(EXCERPTED TEXT begins)

Bavarian state government orders that crucifixes be displayed in all public buildings

Germany’s Christian Social Union (CSU), conservative sister party to Angela Merkel’s Christian Democratic Union (CDU), has governed its home state of Bavaria since 1946. The only interruption to the party’s rule was a three-year spell by a Social Democrat in the 1950s, by now long forgotten.

In particular, the CSU prides itself on having been able to govern alone with absolute majorities in Parliament since the 1960s – a feat unmatched in German politics, whose electoral system privileges proportional representation and hence the formation of cross-party coalitions. Only from 2008 to 2013 did the CSU have to rely on the liberal FDP as a junior coalition partner.

Overtaking the AfD on the right

For a party so spoiled by success, the results of last year’s federal elections were nothing short of catastrophic: The CSU received a drubbing, obtaining only 38.5 per cent of the popular vote – its worst score since 1949. The right-wing populist Alternative for Germany (AfD) obtained 12.5 per cent, one of its better scores in the former German West. (The AfD’s strongholds lie, broadly speaking, in the Eastern parts of the country.)1

The main lesson that CSU politicians have drawn from this electoral débâcle is that the AfD must be beaten on its own turf. Already on election night, party boss Horst Seehofer fell into line with the AfD’s populist, identitarian diction: “Our main goal is and remains: Germany must stay Germany and Bavaria must stay Bavaria”, he announced.2

Seehofer has since become Interior Minister in the federal government in Berlin. He has used his new office to announce a hard-line stance on immigration and to pander to Islamophobic prejudice. CSU politicians have also widely lauded Austrian Chancellor Sebastian Kurz and his Faustian bargain with the far-right FPÖ party. Coopting the far-right by taking up their topics is, they argue, the way forward for German conservatives.

A string of controversial policy initiatives

Following Seehofer’s move to Berlin, Markus Söder has become Bavaria’s new Minister President. Söder is widely seen as a right-wing hawk, and his arrival in office was met with dismay by more centrist CSU figures as well as by a range of civil society actors working for the defence of human and minority rights.

Bavaria will see crucial regional elections in October 2018. Söder’s CSU, anxious to prevent a defeat comparable to the one suffered in last year’s federal elections and fearing for its absolute majority in the Bavarian parliament, has been gearing up to the elections by firing off a barrage of controversial measures over the past month.

(EXCERPTED TEXT ends)
(ENTRIES SHOWN begins)

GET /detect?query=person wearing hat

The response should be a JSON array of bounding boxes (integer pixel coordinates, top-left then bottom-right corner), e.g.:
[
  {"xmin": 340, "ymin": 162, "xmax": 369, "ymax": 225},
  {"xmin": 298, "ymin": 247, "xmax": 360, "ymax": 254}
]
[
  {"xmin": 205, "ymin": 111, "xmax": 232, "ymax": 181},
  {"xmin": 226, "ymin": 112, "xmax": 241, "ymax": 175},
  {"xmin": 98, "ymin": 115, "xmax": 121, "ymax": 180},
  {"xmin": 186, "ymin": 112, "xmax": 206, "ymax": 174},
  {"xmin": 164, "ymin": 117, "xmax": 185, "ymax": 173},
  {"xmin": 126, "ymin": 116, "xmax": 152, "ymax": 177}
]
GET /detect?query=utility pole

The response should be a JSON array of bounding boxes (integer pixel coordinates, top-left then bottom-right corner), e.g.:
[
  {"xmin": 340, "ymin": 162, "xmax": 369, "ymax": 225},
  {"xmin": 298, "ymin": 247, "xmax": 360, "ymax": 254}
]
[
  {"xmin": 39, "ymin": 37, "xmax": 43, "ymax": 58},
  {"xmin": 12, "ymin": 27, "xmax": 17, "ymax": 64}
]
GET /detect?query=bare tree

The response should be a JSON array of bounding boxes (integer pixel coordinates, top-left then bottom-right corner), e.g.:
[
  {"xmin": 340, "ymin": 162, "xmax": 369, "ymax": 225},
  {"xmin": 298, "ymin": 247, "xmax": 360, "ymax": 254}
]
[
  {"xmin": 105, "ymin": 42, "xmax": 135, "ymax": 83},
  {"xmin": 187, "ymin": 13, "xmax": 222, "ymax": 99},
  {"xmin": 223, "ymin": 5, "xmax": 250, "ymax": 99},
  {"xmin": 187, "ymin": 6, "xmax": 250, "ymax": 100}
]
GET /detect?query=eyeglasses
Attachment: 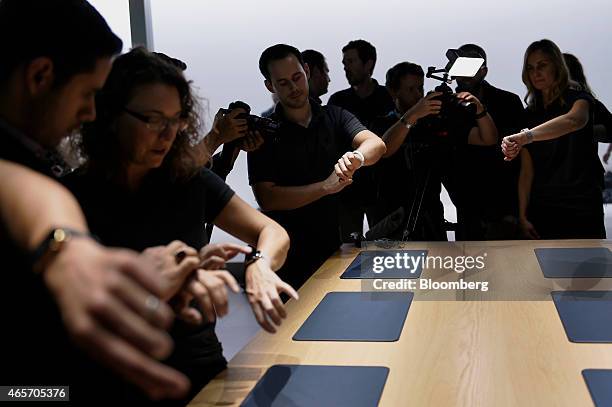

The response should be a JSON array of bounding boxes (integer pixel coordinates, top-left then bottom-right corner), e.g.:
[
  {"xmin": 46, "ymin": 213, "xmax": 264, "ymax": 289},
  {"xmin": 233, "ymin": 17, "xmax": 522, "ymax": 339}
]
[{"xmin": 123, "ymin": 107, "xmax": 187, "ymax": 134}]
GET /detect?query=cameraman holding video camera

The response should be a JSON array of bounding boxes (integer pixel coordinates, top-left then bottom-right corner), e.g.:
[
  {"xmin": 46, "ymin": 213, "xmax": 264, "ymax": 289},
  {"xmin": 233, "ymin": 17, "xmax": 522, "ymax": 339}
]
[{"xmin": 376, "ymin": 55, "xmax": 497, "ymax": 240}]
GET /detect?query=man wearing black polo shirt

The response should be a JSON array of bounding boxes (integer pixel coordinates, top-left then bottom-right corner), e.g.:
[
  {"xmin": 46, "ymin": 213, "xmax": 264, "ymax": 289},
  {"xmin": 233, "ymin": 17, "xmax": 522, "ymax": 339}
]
[
  {"xmin": 248, "ymin": 44, "xmax": 385, "ymax": 288},
  {"xmin": 0, "ymin": 0, "xmax": 188, "ymax": 404},
  {"xmin": 449, "ymin": 44, "xmax": 525, "ymax": 240},
  {"xmin": 376, "ymin": 62, "xmax": 497, "ymax": 240},
  {"xmin": 328, "ymin": 40, "xmax": 394, "ymax": 240}
]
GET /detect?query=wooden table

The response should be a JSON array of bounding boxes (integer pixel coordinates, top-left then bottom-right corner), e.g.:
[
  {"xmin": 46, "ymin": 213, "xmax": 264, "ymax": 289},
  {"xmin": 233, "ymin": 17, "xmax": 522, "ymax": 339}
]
[{"xmin": 190, "ymin": 240, "xmax": 612, "ymax": 407}]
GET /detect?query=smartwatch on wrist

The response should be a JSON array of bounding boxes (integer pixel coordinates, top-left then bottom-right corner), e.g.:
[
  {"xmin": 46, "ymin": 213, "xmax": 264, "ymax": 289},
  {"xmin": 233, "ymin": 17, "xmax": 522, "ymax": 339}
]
[
  {"xmin": 521, "ymin": 128, "xmax": 535, "ymax": 144},
  {"xmin": 244, "ymin": 245, "xmax": 264, "ymax": 268},
  {"xmin": 30, "ymin": 227, "xmax": 92, "ymax": 273},
  {"xmin": 474, "ymin": 106, "xmax": 489, "ymax": 120}
]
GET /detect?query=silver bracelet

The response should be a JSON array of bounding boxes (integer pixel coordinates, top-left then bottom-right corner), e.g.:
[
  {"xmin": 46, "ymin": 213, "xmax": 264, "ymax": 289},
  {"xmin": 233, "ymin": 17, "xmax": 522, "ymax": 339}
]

(ENTRIES SHOWN ends)

_INSTRUCTIONS_.
1. Answer these questions using the article on the CSU in Bavaria:
(a) Since what year has the CSU governed Bavaria?
(b) What share of the popular vote did the CSU receive in last year's federal elections?
(c) Who has become Bavaria's new Minister President?
2. Transcribe the part of the article on the CSU in Bavaria between "In particular, the" and "junior coalition partner.", inclusive.
The rows above come from a separate source and have no connection to the article on the CSU in Bavaria.

_TASK RESPONSES_.
1.
(a) 1946
(b) 38.5 per cent
(c) Markus Söder

2.
In particular, the CSU prides itself on having been able to govern alone with absolute majorities in Parliament since the 1960s – a feat unmatched in German politics, whose electoral system privileges proportional representation and hence the formation of cross-party coalitions. Only from 2008 to 2013 did the CSU have to rely on the liberal FDP as a junior coalition partner.